#### Exercise goal:
Every line below should be set down exactly as it appears.

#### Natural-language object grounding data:
== Segment start ==

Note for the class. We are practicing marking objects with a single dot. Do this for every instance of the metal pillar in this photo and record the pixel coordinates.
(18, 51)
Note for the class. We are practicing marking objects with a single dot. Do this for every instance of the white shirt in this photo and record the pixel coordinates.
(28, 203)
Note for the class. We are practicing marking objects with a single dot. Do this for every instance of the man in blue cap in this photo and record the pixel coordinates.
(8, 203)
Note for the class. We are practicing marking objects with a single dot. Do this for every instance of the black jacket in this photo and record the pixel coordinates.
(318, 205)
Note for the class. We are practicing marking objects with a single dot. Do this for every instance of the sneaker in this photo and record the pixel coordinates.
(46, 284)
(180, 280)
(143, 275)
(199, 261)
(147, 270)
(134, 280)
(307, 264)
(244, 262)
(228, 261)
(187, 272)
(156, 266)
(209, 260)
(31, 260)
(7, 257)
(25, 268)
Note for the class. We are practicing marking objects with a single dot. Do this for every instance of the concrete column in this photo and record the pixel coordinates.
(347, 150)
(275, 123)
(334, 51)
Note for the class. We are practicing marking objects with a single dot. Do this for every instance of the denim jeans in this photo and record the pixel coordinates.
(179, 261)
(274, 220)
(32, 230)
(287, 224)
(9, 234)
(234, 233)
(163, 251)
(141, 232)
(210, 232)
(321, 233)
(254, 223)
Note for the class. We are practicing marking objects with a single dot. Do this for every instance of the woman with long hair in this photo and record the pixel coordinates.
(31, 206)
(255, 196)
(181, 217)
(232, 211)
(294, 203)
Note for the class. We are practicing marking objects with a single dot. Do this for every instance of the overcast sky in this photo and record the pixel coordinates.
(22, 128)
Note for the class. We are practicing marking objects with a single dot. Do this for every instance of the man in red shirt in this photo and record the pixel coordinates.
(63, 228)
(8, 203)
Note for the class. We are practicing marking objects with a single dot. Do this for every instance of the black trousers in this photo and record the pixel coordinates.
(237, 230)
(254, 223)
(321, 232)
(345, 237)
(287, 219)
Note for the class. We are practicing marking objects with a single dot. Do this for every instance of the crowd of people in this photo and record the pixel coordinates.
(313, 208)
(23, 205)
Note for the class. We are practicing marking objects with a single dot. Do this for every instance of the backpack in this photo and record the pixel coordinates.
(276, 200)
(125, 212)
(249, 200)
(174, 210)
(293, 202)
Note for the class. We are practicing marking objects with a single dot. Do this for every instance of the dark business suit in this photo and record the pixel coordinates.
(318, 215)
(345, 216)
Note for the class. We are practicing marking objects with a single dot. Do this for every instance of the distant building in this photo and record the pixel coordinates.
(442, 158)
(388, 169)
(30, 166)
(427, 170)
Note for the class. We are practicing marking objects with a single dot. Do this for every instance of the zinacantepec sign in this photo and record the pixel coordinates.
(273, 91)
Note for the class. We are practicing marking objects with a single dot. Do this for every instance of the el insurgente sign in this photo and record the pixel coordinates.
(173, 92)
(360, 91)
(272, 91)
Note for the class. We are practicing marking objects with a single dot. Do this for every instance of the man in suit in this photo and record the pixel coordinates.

== Segment end ==

#### Solution to the exercise:
Note for the class. We are practicing marking objects with a single dot. Do this for every instance of the metal pillar in this photo and record the pixel coordinates.
(18, 51)
Note for the class. We are practicing marking objects with a single dot. Do this for every instance of the white shirt in this photo and record the pixel coordinates.
(28, 203)
Note for the class. We are practicing marking objects with a single dot. Do this for every instance of the man in blue cap in this photo and record the pixel coordinates.
(8, 203)
Note for the class. We are practicing marking objects with a single dot. Do this for every instance of the black jacket in this photo and record the pixel coordinates.
(318, 205)
Note for the class. We are practicing marking objects with a single dot. Do this for every instance of the sneaker in this photo and record the pixel coordinates.
(46, 284)
(180, 280)
(143, 275)
(199, 261)
(147, 270)
(134, 280)
(307, 264)
(244, 262)
(228, 261)
(187, 272)
(156, 266)
(209, 260)
(31, 260)
(7, 257)
(25, 268)
Note for the class. We are practicing marking objects with a single dot. Do this for every instance of the concrete column in this photo and record the pixel coordinates.
(347, 150)
(275, 123)
(334, 51)
Note for the class. We are practicing marking objects with a single dot. Do this for every instance of the denim jeans in this photo and record the pixel coordinates.
(179, 261)
(274, 220)
(32, 230)
(287, 224)
(9, 234)
(234, 233)
(163, 251)
(141, 232)
(210, 232)
(321, 233)
(254, 223)
Note for the class. We are practicing marking objects with a single dot. Do this for every instance of the woman with long hair in this photo and record the pixel coordinates.
(31, 206)
(255, 196)
(181, 217)
(232, 211)
(294, 203)
Note for the class. We are practicing marking objects with a single dot. Do this for every instance of the overcast sky in this photo and record the pixel coordinates.
(22, 128)
Note for the class. We are practicing marking objects with a single dot. Do this for every instance of the man in red shirt in this photo and record the pixel coordinates.
(63, 228)
(8, 203)
Note for the class. We are practicing marking objects with a single dot. Do this for every instance of the black trousers in this photo and record the pixel coordinates.
(237, 230)
(254, 223)
(321, 232)
(345, 237)
(287, 219)
Note for the class. We are practicing marking objects with a single dot. Do this for every instance of the crowd of people in this photo and record the pixel coordinates.
(313, 208)
(23, 205)
Note for the class. We are practicing marking objects with a single dot. Do this for every instance of the backpack in this photo and record the pixel coordinates.
(276, 200)
(125, 212)
(249, 200)
(174, 210)
(293, 202)
Note for the class. We are practicing marking objects with a single dot. Do this for every instance of the dark business suit in this photo and record the pixel coordinates.
(318, 215)
(345, 216)
Note for the class. We are practicing marking objects with a single dot. Do this for every instance of the distant building in this photo and record the pixel coordinates.
(442, 158)
(388, 169)
(30, 166)
(427, 170)
Note for the class. We are practicing marking objects with a single dot. Do this for every instance of the zinacantepec sign in this photo and record the pixel coordinates.
(273, 91)
Note for the class. We are practicing marking objects with a single dot. Do this for every instance of the el insurgente sign in this photo and record the pixel coordinates.
(173, 92)
(360, 91)
(272, 91)
Note for the class. We are practicing marking objects with a single dot. Do this for every instance of the man in suit in this photo and record the pixel coordinates.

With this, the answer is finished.